== Work request ==
Which lines in the material below contain the word "detect"? Copy each of them.

Excerpted records Block Start

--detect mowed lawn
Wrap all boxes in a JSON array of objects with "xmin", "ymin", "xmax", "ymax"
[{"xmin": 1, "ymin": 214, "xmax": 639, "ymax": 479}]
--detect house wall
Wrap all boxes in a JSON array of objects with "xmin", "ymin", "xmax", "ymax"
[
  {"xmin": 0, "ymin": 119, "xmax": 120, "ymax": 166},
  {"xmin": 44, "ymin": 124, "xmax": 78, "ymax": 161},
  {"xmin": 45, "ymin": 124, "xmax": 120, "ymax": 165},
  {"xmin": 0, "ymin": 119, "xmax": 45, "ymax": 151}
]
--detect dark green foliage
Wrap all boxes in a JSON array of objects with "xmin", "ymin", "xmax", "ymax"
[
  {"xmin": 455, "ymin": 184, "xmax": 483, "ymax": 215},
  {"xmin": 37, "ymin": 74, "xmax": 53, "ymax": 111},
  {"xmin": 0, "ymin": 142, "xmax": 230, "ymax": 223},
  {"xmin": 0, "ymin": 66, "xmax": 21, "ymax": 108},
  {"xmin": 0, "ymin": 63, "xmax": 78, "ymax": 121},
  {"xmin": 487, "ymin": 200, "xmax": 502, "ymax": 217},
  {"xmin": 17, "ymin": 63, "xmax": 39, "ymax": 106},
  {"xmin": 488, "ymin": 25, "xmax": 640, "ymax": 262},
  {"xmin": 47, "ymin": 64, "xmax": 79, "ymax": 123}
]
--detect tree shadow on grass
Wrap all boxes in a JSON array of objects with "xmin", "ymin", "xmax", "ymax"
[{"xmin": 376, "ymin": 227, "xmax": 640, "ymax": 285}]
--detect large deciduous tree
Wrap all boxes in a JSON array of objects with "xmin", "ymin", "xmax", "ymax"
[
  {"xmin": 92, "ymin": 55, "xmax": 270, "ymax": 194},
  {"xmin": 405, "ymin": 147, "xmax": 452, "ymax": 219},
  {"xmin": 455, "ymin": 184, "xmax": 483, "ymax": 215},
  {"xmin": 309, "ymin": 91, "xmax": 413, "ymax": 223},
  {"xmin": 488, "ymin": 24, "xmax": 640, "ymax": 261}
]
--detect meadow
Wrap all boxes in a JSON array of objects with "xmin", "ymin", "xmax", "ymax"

Excerpted records Block End

== Exercise output ==
--detect mowed lawn
--detect house wall
--detect dark green foliage
--detect tree shadow on grass
--detect large deciduous tree
--detect meadow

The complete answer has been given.